▶ Saved data entries:
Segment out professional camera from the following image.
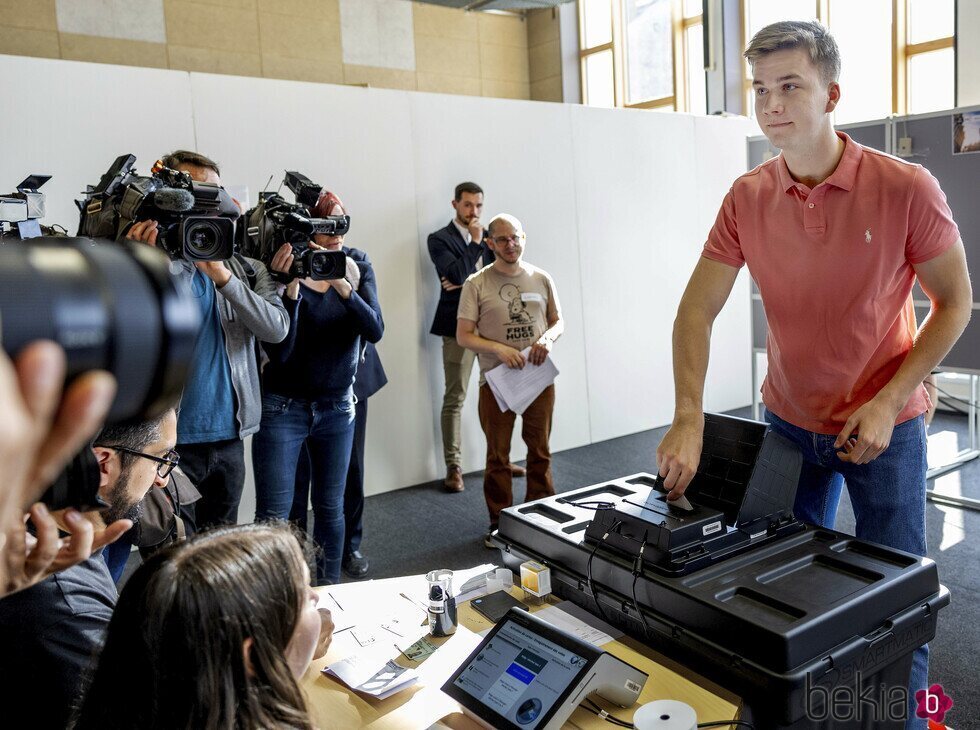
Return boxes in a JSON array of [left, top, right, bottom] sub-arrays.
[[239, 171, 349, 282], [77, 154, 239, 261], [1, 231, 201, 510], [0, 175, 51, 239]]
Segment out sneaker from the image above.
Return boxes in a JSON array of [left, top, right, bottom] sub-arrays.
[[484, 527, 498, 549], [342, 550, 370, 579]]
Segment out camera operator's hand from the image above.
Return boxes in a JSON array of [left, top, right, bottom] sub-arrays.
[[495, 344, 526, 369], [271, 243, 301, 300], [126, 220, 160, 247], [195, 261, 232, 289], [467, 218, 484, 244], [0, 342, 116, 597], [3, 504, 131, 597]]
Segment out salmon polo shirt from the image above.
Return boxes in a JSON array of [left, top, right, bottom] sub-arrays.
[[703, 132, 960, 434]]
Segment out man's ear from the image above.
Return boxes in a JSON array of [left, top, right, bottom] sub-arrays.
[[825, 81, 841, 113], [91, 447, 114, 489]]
* * *
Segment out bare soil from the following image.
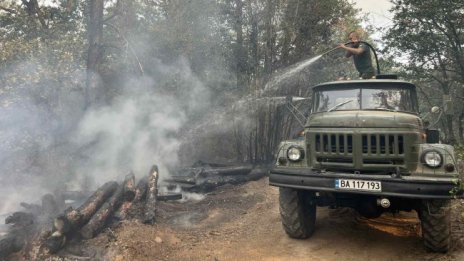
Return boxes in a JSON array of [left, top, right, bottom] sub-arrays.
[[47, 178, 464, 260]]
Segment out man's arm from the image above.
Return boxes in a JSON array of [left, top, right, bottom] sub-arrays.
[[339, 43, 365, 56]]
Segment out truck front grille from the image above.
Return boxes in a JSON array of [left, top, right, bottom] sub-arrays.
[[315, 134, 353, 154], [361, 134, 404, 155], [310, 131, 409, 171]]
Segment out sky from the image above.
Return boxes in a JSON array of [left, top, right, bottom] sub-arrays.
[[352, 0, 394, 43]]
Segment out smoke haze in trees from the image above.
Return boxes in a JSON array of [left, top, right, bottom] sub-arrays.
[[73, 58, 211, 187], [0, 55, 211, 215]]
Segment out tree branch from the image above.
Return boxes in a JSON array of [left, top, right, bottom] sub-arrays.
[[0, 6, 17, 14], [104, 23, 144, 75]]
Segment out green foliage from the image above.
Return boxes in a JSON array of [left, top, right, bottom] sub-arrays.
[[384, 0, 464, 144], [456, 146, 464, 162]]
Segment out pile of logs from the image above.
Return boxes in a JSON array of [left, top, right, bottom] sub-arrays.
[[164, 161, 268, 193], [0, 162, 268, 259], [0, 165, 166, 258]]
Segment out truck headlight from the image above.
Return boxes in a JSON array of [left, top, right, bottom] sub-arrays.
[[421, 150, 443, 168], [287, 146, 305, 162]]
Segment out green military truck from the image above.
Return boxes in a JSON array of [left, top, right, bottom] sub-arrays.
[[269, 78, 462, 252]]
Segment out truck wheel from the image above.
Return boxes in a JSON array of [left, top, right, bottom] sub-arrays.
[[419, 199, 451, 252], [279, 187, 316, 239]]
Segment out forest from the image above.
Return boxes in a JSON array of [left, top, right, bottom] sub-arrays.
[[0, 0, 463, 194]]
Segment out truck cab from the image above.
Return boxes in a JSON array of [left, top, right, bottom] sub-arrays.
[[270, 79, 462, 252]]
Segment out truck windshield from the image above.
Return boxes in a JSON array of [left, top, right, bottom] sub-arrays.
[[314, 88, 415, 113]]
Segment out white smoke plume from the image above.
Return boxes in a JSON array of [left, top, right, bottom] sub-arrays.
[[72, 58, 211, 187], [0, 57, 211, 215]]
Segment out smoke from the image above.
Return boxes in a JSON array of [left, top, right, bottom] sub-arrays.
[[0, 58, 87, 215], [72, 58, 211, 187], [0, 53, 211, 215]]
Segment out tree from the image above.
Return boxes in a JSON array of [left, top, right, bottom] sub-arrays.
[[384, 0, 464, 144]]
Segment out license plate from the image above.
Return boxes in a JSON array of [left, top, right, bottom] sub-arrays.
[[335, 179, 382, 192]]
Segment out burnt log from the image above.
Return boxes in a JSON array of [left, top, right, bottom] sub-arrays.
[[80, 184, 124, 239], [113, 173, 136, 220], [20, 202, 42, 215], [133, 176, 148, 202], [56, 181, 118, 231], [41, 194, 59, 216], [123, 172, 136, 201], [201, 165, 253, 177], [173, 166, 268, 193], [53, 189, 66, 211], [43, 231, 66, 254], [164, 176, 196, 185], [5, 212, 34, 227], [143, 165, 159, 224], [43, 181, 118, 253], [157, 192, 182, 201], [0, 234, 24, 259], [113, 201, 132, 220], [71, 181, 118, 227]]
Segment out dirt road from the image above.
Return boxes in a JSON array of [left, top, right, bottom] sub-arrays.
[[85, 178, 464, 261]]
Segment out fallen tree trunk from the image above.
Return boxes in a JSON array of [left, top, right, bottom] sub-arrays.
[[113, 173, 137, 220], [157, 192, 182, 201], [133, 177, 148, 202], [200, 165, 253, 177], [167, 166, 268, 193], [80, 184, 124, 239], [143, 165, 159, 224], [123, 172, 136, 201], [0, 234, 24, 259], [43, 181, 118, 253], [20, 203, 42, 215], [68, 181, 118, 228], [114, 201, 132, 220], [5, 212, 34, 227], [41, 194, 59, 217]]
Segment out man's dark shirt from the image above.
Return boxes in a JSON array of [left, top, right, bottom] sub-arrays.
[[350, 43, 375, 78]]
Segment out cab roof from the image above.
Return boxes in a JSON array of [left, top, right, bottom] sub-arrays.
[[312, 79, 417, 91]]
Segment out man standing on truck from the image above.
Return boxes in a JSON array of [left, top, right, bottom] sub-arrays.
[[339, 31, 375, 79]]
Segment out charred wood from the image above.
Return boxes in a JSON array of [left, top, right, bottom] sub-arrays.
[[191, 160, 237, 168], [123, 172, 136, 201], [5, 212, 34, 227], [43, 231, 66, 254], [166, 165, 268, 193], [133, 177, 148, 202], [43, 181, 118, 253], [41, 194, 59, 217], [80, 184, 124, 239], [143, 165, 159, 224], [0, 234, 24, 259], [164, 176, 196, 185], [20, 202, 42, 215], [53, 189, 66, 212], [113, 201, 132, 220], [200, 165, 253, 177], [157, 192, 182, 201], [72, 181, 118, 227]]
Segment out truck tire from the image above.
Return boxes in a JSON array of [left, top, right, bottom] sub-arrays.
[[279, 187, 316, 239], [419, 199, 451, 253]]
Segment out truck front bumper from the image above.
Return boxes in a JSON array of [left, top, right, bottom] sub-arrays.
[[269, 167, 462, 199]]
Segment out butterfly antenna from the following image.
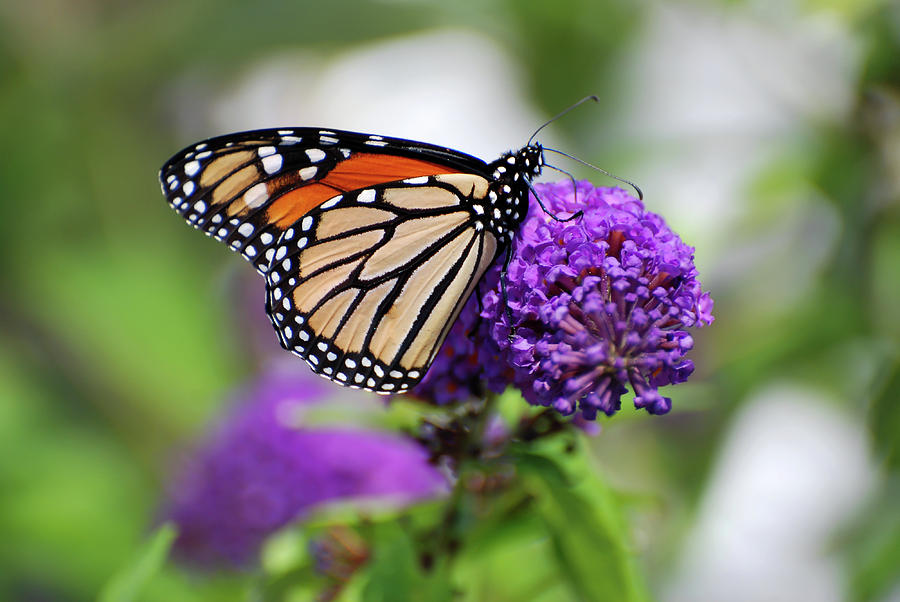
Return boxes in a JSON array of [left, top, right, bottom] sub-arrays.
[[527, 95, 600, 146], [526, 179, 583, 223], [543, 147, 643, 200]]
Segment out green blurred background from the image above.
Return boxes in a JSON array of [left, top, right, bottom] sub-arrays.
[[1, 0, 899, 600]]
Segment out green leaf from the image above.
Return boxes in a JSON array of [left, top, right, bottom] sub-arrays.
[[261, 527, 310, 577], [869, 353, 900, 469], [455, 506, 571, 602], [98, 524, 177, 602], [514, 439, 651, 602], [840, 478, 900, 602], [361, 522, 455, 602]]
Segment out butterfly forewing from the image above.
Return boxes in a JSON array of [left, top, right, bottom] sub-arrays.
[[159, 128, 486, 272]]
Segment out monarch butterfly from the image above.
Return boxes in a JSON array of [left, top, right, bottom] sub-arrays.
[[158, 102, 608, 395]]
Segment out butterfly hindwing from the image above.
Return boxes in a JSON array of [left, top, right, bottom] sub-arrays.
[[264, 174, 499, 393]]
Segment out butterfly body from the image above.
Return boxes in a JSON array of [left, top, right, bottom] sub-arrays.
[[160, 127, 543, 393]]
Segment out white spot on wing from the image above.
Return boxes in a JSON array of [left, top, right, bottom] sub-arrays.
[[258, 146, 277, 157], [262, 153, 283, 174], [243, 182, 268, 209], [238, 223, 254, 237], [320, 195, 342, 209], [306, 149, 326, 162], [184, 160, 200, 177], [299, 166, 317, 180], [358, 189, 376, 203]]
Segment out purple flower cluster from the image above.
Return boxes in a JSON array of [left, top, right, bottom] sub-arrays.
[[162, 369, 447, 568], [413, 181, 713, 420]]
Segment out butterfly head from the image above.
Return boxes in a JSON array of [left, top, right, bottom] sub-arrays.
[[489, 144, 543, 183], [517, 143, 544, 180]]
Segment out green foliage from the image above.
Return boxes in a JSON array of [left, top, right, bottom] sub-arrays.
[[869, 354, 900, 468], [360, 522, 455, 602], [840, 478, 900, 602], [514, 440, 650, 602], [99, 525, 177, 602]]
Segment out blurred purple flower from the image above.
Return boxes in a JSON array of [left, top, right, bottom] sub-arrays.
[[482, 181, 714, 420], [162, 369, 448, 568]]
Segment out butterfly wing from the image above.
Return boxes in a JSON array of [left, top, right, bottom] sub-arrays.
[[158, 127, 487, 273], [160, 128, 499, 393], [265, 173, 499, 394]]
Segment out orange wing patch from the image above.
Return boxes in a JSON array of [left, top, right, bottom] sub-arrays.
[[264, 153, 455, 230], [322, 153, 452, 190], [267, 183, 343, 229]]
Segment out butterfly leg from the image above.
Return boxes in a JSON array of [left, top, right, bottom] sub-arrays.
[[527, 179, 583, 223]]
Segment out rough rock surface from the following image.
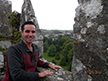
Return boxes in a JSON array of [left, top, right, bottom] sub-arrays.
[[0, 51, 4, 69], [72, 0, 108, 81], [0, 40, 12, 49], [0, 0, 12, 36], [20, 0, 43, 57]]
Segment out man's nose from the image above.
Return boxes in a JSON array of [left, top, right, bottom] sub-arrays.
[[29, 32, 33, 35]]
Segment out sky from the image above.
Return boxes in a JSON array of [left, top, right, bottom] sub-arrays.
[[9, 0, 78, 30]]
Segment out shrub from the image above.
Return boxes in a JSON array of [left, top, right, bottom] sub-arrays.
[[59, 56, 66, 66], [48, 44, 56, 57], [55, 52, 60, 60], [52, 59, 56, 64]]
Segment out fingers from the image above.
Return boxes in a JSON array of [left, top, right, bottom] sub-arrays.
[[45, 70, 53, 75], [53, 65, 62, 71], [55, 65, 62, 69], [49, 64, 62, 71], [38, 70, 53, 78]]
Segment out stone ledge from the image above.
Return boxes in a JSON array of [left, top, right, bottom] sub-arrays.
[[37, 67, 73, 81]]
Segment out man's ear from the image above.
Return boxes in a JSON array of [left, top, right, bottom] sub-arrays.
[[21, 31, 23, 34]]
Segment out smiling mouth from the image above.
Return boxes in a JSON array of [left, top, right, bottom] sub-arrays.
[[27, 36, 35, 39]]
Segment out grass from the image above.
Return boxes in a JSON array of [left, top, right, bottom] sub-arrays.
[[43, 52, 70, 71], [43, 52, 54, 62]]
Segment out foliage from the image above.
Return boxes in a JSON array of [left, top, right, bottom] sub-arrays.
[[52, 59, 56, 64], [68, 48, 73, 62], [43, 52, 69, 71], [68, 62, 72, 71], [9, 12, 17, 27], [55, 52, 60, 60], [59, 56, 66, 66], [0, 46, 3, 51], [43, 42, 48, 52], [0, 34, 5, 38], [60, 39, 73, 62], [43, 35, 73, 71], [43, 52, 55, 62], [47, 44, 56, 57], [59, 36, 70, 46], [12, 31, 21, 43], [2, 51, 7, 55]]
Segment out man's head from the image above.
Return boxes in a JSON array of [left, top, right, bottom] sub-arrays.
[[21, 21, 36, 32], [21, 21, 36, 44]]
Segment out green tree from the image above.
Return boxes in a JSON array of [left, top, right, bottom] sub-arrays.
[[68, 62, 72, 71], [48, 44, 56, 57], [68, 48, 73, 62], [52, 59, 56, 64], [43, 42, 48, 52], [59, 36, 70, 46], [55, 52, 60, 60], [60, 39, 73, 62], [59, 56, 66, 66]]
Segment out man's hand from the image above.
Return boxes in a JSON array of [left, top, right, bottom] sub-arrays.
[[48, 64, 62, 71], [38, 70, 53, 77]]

▶ Task statement:
Across the entries above, how many lines contain "purple"? Provide only the count.

▶ Exercise result:
2